--- Brano proposto ---

MILANO — «Non è un caso che i due ingredienti più dinamici nella ricerca della Fondazione Rosselli siano il venture capital e la tecnologia, perché sono due aspetti della stessa medaglia. Paradossalmente siamo avvantaggiati dal nostro ritardo cronico: mentre tutti gli altri frenano, in un momento di difficoltà generalizzata anche per le economie molto attente alle start-up, come Usa, Israele e Gran Bretagna, noi cresciamo. E mi aspetto un 2009 anche migliore». Non sembra sorpreso Pierluigi Paracchi, amministratore delegato di Quantica, il principale fondo di venture capital rivolto all'high tech in Italia che si è appena aggiudicato la fetta più grande del Fondo per le imprese del Mezzogiorno voluto dal governo.

Insomma, vuol dire che chi parte tardi almeno corre di più?

«Dopo anni di concentrazione del private equity sulle piccole e medie aziende a conduzione familiare dove il ricambio generazionale non sempre funzionava, solo da qualche anno abbiamo una legislazione che permette gli spin-off, cioè la possibilità di creare impresa partendo dalla ricerca universitaria. Consideri che il primo boom del venture capital nel mondo è quello del '98-2000, prima dell'esplosione della bolla high tech. Al tempo in Italia era addirittura "fuorilegge" fare uno spin-off di questo genere. La prima legge è la 297 del '99».

--- Informazioni fornite ---

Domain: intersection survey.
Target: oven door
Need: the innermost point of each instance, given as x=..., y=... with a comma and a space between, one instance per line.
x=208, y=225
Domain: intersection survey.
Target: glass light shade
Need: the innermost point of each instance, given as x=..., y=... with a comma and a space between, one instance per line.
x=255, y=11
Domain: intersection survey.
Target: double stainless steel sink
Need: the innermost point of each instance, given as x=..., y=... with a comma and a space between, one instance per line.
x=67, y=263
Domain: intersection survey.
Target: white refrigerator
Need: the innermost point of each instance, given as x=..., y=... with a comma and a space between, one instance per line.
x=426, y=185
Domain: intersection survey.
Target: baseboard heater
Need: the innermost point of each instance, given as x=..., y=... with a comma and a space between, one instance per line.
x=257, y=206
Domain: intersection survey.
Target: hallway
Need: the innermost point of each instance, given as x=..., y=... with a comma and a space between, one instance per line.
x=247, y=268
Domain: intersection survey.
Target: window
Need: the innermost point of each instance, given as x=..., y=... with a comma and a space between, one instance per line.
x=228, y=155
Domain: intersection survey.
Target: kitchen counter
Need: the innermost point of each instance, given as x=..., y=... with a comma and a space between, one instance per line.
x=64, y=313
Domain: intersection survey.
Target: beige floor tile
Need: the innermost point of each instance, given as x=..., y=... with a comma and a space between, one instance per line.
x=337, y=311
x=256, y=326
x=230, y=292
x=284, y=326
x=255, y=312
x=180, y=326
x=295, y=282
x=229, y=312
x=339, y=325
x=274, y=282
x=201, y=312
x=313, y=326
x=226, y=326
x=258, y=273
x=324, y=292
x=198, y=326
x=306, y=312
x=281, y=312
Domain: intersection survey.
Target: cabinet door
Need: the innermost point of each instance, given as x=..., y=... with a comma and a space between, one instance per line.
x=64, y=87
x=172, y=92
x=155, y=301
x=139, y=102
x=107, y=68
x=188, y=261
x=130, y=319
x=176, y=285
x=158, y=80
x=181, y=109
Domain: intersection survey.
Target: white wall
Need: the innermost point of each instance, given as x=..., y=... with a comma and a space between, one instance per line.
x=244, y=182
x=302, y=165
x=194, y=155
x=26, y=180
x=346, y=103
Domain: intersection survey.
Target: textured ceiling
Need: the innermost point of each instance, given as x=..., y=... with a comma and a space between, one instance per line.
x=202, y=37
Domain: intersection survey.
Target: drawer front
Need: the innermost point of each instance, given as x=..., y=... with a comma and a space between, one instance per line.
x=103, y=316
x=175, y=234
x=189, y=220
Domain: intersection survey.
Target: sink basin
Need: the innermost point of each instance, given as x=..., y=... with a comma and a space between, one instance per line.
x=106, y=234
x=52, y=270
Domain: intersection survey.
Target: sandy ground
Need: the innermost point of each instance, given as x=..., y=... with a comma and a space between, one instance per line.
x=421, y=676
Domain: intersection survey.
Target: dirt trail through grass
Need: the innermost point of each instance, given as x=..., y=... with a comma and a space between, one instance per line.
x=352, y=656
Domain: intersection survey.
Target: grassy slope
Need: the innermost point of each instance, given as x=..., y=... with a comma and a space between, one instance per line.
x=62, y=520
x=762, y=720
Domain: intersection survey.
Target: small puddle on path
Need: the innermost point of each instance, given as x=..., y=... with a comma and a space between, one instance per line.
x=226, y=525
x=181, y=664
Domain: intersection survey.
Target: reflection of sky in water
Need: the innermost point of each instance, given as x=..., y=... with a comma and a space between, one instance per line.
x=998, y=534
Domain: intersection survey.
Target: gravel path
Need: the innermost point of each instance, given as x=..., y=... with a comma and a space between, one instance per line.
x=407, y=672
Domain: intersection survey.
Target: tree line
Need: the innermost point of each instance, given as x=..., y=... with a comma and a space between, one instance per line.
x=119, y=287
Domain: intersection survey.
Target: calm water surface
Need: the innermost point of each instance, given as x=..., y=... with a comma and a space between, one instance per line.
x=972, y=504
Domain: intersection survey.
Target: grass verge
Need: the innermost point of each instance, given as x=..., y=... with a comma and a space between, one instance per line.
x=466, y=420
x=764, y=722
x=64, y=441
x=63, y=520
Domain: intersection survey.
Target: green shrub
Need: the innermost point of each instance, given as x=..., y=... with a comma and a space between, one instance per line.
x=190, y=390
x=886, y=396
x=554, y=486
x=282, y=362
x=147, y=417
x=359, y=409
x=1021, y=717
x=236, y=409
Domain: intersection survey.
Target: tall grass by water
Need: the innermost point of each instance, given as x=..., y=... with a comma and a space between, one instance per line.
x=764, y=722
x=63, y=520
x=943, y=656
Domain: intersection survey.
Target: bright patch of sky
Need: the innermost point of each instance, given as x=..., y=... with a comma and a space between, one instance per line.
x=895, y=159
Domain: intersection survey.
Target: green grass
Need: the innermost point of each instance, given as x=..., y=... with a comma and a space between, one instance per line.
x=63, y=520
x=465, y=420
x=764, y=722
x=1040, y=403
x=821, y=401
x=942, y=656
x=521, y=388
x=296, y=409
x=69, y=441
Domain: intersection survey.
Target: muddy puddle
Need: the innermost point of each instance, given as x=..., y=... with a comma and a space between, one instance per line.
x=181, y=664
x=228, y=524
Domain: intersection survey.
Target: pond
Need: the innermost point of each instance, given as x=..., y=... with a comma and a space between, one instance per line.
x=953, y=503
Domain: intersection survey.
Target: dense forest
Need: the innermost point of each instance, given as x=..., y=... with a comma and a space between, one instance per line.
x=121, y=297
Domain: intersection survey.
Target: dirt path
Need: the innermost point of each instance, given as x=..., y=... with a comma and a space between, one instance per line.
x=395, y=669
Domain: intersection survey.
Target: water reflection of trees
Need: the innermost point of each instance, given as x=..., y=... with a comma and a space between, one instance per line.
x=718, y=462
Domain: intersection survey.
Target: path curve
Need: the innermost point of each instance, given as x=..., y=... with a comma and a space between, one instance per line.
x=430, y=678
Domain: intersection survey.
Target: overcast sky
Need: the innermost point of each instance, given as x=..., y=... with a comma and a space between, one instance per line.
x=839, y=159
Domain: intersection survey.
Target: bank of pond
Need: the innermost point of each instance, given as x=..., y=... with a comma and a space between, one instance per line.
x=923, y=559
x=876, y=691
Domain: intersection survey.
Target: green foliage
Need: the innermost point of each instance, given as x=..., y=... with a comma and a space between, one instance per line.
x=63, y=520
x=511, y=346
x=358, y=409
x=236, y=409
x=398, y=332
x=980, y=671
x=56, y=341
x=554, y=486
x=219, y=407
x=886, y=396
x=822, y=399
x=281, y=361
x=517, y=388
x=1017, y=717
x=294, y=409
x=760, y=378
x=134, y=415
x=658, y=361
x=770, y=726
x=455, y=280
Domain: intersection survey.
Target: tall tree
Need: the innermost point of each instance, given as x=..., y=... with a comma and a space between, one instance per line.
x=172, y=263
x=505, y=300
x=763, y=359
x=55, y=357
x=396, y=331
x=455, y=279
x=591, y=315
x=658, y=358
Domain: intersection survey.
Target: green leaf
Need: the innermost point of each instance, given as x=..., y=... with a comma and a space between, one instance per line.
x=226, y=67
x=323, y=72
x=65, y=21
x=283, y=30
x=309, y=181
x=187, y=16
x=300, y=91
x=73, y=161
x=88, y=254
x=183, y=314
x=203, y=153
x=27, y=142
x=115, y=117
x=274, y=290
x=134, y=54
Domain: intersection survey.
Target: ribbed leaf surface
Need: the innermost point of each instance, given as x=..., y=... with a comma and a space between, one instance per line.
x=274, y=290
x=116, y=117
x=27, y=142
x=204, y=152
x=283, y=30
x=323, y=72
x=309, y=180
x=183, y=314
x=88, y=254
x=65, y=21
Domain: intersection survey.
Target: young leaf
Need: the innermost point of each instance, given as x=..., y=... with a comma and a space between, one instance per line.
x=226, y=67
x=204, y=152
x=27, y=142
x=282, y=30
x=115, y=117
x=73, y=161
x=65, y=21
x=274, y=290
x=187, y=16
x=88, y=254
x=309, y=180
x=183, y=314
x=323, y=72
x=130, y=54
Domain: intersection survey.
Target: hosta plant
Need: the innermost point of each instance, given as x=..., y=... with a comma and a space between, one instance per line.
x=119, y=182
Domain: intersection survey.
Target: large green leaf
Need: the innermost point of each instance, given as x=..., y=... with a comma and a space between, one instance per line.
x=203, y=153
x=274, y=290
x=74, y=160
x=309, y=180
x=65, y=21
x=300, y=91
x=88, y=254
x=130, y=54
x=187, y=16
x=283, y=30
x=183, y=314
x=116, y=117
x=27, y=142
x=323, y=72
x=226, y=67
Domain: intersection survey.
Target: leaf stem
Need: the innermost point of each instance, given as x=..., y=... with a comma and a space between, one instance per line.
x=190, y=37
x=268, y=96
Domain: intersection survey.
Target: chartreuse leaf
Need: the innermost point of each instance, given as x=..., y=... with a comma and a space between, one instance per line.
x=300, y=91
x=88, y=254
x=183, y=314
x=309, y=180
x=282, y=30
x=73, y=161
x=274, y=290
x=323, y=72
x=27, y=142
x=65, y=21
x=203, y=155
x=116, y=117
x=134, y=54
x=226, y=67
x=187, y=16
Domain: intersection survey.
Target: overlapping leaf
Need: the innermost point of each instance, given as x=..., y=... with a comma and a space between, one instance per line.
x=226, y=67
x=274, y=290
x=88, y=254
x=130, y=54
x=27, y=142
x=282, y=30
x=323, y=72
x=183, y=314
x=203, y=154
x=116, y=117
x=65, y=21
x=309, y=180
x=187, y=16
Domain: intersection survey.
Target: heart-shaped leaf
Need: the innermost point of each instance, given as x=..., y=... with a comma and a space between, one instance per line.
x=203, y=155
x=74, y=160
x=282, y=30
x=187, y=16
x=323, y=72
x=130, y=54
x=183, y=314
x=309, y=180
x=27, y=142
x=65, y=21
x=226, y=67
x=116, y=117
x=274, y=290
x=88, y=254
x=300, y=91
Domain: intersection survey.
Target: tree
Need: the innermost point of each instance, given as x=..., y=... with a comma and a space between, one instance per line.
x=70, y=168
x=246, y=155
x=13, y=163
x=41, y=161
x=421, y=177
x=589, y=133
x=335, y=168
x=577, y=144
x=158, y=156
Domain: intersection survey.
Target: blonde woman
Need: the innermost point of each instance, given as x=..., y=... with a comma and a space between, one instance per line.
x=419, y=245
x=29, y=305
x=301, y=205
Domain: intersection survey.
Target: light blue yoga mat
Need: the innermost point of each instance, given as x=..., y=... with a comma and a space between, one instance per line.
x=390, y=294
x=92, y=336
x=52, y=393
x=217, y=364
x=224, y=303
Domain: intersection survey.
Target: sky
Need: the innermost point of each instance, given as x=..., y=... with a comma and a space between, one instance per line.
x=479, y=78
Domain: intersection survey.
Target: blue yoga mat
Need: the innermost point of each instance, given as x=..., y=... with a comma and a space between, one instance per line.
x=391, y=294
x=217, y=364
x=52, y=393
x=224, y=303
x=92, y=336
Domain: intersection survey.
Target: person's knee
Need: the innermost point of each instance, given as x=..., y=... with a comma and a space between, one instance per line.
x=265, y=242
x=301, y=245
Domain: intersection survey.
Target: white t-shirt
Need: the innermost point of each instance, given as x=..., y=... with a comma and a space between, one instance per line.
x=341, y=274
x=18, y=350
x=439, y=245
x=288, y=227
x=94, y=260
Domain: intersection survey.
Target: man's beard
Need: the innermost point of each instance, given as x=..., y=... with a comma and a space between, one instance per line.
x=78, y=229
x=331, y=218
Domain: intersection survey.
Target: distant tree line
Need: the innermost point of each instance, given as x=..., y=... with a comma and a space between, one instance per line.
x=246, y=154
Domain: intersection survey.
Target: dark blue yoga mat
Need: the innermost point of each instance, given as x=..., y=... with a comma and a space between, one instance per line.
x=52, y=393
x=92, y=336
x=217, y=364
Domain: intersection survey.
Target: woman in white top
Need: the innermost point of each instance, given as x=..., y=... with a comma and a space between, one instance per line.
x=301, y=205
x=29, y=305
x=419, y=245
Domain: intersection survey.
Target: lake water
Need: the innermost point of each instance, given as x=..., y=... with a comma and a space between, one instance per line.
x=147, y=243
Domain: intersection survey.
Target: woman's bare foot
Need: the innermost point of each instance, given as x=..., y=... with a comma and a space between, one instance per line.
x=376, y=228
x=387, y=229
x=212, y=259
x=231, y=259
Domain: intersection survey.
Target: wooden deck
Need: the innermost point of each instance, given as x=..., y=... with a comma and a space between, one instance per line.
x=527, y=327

---

__Istruzioni e requisiti__. Secondo il brano sul venture capital in Italia, quale legge è stata la prima a permettere gli spin-off dalla ricerca universitaria? I record sono materiale a sé stante, distinto dal brano.

__Soluzione dell'esercizio__. La legge 297 del '99.